--- BEGIN LISTED RECORDS ---
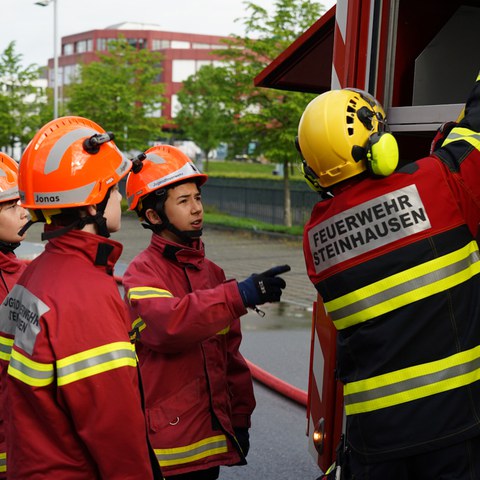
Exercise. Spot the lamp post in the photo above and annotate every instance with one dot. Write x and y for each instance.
(44, 3)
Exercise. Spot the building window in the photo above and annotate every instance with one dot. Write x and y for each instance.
(182, 69)
(68, 49)
(83, 46)
(103, 43)
(158, 44)
(201, 63)
(180, 44)
(201, 45)
(176, 106)
(138, 43)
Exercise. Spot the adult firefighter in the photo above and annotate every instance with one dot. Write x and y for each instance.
(12, 219)
(394, 256)
(198, 388)
(73, 405)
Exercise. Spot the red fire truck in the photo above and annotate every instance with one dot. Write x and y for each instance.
(415, 58)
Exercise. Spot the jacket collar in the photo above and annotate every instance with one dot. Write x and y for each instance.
(100, 251)
(9, 262)
(185, 255)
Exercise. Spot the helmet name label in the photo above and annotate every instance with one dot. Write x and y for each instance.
(46, 198)
(367, 226)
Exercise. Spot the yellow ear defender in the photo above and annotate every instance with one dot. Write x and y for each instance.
(382, 154)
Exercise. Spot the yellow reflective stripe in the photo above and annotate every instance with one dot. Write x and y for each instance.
(190, 453)
(461, 133)
(95, 361)
(413, 383)
(138, 293)
(27, 371)
(138, 324)
(5, 348)
(405, 287)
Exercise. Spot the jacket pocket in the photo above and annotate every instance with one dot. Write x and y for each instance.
(170, 410)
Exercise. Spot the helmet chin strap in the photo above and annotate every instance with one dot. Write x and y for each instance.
(98, 219)
(8, 246)
(187, 236)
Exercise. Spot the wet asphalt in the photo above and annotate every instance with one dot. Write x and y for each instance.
(278, 342)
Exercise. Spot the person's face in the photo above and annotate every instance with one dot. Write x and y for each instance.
(184, 209)
(113, 210)
(12, 218)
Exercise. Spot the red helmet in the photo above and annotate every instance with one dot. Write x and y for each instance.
(70, 162)
(8, 178)
(164, 165)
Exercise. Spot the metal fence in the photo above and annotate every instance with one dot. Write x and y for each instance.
(261, 200)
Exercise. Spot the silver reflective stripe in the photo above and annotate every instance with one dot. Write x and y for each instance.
(145, 292)
(155, 158)
(61, 146)
(45, 376)
(186, 171)
(95, 361)
(190, 453)
(405, 287)
(412, 383)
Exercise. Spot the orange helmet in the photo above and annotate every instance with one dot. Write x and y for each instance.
(70, 162)
(163, 165)
(8, 178)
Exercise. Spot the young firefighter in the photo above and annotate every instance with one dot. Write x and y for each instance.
(395, 258)
(73, 400)
(13, 217)
(198, 388)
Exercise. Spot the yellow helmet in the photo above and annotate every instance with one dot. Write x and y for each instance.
(336, 133)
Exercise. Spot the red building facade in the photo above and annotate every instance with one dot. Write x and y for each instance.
(183, 54)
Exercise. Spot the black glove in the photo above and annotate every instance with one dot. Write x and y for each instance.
(261, 288)
(243, 439)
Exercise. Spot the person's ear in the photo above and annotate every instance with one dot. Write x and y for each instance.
(152, 216)
(91, 210)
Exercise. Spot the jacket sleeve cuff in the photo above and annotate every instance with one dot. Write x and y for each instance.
(241, 421)
(234, 299)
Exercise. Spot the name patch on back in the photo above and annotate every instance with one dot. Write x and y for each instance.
(367, 226)
(20, 316)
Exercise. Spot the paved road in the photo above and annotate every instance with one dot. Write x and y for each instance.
(278, 342)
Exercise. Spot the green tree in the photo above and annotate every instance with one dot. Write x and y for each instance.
(270, 116)
(247, 114)
(206, 109)
(21, 102)
(122, 93)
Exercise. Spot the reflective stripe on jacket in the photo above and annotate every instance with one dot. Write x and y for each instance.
(198, 388)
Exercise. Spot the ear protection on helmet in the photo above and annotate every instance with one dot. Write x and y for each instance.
(381, 150)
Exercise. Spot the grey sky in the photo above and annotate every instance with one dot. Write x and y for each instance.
(31, 26)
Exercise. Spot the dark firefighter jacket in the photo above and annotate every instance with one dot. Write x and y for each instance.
(198, 388)
(10, 270)
(397, 265)
(73, 400)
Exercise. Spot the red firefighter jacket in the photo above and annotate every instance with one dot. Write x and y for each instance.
(198, 387)
(397, 265)
(10, 270)
(73, 400)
--- END LISTED RECORDS ---
• PROBLEM TO WORK ON: Copy all the records above line for line, with no changes. Leave the pictures out of your copy.

• EXERCISE RESPONSE:
Exercise. Spot the lamp post in the photo above and annotate every instance with one dot. Write x and y for each instance.
(44, 3)
Exercise. Spot the building window in the photo above and annotate every instance with one dot. Write x and y for each instance.
(182, 69)
(68, 49)
(83, 46)
(103, 43)
(158, 44)
(201, 63)
(180, 44)
(201, 45)
(176, 106)
(138, 43)
Exercise. Spot the adult firefighter in the photo above and annotate every instance with one dot. Write x and y for each instance.
(12, 219)
(394, 256)
(198, 388)
(73, 405)
Exercise. Spot the red fire truck in the photo above and annotate every instance with one dot. Write x and y for each instance.
(415, 58)
Exercise. Spot the jacket collar in the photo above and annotate every instance with one dot. Write x and y for each instance.
(100, 251)
(9, 262)
(185, 255)
Exercise. Spot the helmet name label in the photo above and annotate every instance with one dot. Write x and y for each instance.
(46, 198)
(367, 226)
Exercise. Spot the yellow ear defender in the photo above and annotate every instance with one dot. Write x and y for each instance.
(382, 154)
Exercise. Spot the yellow reflective stripe in the photo above and annotate every instance with one dot. Write x and y for each instance.
(190, 453)
(461, 133)
(95, 361)
(413, 383)
(138, 293)
(27, 371)
(138, 324)
(5, 348)
(405, 287)
Exercise. Spot the jacket pocket in the photo above and annotate every instance with one dot. Write x and y for each instance.
(170, 410)
Exercise. Spot the helmet chin strap in the photo above and annotate every instance with one dot. Write x and y for each instance.
(98, 219)
(8, 246)
(187, 236)
Exercise. Spot the wet asphalt in the photo above and annotate every instance with one dot. Write x and y for each instance.
(278, 342)
Exercise. Spot the person's face in the photo above and annotate every instance with one dot. Write x and y for each instance.
(184, 209)
(113, 210)
(12, 218)
Exercise. Spot the red helmet in the photo above and annotate every instance with one dot. Write x and y for each instance.
(70, 162)
(8, 178)
(164, 165)
Exercise. Spot the metal fence in the photo above and annotate every instance with one dot. Write x and y for each instance.
(261, 200)
Exercise. Spot the silver reflective stripe in the photo above and annotate every instance with one dot. Write x and y for each instance.
(145, 292)
(155, 158)
(61, 146)
(45, 376)
(186, 171)
(95, 361)
(190, 453)
(405, 287)
(412, 383)
Exercise. Spot the orange helmet in the photo above and annotate every instance with one dot. Write x and y for each instance.
(70, 162)
(163, 165)
(8, 178)
Exercise. Spot the young firefighter in the photo above and annotate every instance with one dot. Write x and y for each instance.
(395, 258)
(73, 400)
(13, 217)
(198, 388)
Exercise. Spot the yellow helmet in the photo above and annotate every instance with one dot. Write x and y for each instance.
(336, 133)
Exercise. Spot the red building facade in the photo above and annotate every instance with one dot. Write x and y for each instance.
(183, 54)
Exercise. Spot the black glove in the photo above and annotate every instance with one dot. Write x and y for each instance.
(261, 288)
(243, 439)
Exercise. Spot the person's ear in the photo above and annotate every instance with one dot. Write x and y for each instance.
(152, 216)
(91, 210)
Exercise. Spot the jacket sleeve cuff in the photo above and annotate every instance with one dot. Write x and y for each instance.
(241, 421)
(234, 299)
Exercise. Spot the name patch on back in the photo above and annotate every instance with one dot. Write x and y for each instance.
(367, 226)
(20, 316)
Exercise. Spot the paved road in the photo above and annotate every instance with one dot. Write x and y for each instance.
(278, 342)
Exercise. Spot the green tree in the photo above and annotate every instance with one dot. Write x and y for each instance.
(270, 116)
(247, 114)
(206, 109)
(21, 102)
(122, 93)
Exercise. Spot the reflective stripe on jacket in the photo above and annotate every instance with one dot. Write x and y for each instance.
(198, 388)
Exercise. Spot the ear protection on helmet in the photo above and annotate every instance with one dot. Write x and y for each instance.
(381, 150)
Exercise. Spot the grey sky in the photo above and annotate every instance with one dot. Write x and y for each instance.
(31, 26)
Exercise. Spot the dark firefighter jacket in the photo above and annotate every instance with one dot. Write x and y for each instance.
(198, 388)
(10, 270)
(397, 265)
(73, 400)
Exercise. Spot the red firefighter jacket in the photo above and annotate every instance with one dot. Write x and y for each instance.
(198, 387)
(397, 265)
(10, 270)
(73, 400)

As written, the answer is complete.